- Zadania do wykonania -
1 - Co według tekstu o pisaniu piosenek po angielsku niesie głos z perspektywy fizjologicznej?
2 - Zwróć z tekstu o pisaniu piosenek po angielsku fragment między słowami „Pisać po angielsku, czy” a „i uczy śpiewu.”, włącznie z nimi.

- Fragment tekstu -
Pisać po angielsku, czy nie pisać? Wiele jest wokół tego tematu dyskusji i kontrowersji. Postanowiłam dorzucić do tego ogródka kamyczek od siebie. Spojrzałam na temat nie tylko z perspektywy autorki tekstów i instruktorki pisania, ale i z perspektywy osoby, która śpiewa i uczy śpiewu.
Na początek argumenty za.
Pierwszy argument, jaki się nasuwa, jest taki, że piosenka w języku angielskim jest bardziej uniwersalna i ma szanse dotrzeć do szerszej (globalnej) publiczności.
W niektórych gatunkach muzycznych (na przykład w szeroko rozumianej muzyce klubowej) granice geograficzne mają mniejsze znaczenie, bo twórczynie i twórcy tej muzyki działają na arenie międzynarodowej i wtedy teksty po angielsku wydają się bardziej adekwatne.
Drugi często przytaczany argument jest taki, że pewne rzeczy łatwiej wyrazić po polsku. Czasem z powodów emocjonalnych – opowiadanie o osobistych tematach w języku ojczystym dla wielu osób jest trudniejsze niż po angielsku. A czasem z powodów językowych – to, co po polsku brzmi kiczowato, czasem po angielsku brzmi zupełnie normalnie.
I trzeci argument, język angielski jest językiem samogłoskowym, w odróżnieniu od spółgłoskowego języka polskiego. Oznacza to, że w słowach angielskich jest więcej samogłosek niż spółgłosek, a to z kolei sprawia, że teksty po angielsku łatwiej się śpiewa. Dlaczego tak jest? Odpowiem na to pytanie bazując na moim 10-letnim doświadczeniu w vocal coachingu.
Z perspektywy fizjologicznej, to samogłoska niesie głos, bo trakt głosowy jest otwarty. Spółgłoska zawsze jest tamą na tej rzece. Spółgłoskowe teksty będą bardziej dynamiczne, jeśli natomiast zależy nam na miękkim, płynącym brzmieniu, samogłoski są do tego lepszą drogą.

- Udostępnione dane -
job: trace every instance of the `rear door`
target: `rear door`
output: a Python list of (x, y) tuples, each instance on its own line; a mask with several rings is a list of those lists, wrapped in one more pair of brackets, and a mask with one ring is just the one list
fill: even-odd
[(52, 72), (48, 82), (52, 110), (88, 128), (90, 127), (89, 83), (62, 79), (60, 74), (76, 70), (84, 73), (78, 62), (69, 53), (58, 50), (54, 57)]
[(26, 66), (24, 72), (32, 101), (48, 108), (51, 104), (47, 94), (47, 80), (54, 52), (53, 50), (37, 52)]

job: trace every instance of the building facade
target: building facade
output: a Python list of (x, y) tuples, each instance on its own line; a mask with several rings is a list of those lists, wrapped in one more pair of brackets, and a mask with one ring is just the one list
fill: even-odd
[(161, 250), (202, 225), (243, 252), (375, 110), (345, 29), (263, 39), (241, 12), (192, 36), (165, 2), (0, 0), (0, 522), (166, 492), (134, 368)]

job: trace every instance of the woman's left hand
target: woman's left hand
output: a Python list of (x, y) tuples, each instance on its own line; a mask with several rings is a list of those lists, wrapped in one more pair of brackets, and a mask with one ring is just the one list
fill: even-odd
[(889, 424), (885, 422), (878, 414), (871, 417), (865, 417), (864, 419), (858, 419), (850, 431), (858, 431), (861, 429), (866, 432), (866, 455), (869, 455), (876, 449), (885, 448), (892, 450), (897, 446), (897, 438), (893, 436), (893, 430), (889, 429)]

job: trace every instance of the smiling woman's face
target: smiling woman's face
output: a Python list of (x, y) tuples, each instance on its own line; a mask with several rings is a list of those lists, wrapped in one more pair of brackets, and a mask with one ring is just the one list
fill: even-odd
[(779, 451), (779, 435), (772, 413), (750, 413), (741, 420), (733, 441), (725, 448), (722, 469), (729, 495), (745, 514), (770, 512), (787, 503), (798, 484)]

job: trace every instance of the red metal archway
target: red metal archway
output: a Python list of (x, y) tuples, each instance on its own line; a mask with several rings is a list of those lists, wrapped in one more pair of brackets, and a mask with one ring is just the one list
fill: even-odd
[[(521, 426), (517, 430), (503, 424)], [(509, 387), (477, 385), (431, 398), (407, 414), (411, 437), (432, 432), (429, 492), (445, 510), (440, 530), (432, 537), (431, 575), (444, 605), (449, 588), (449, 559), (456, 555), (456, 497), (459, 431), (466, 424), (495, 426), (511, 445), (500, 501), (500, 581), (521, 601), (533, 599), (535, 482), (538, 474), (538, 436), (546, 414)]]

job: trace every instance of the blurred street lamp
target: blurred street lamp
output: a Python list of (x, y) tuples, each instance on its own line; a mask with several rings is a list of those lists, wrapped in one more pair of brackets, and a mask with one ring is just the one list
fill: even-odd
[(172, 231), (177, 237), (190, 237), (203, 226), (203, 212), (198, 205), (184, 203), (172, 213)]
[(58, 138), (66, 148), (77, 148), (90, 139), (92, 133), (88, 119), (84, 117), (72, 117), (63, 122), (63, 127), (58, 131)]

- Pełne rozwiązania -
1 - Samogłoska, bo trakt głosowy jest wtedy otwarty.

2 -
Pisać po angielsku, czy nie pisać? Wiele jest wokół tego tematu dyskusji i kontrowersji. Postanowiłam dorzucić do tego ogródka kamyczek od siebie. Spojrzałam na temat nie tylko z perspektywy autorki tekstów i instruktorki pisania, ale i z perspektywy osoby, która śpiewa i uczy śpiewu.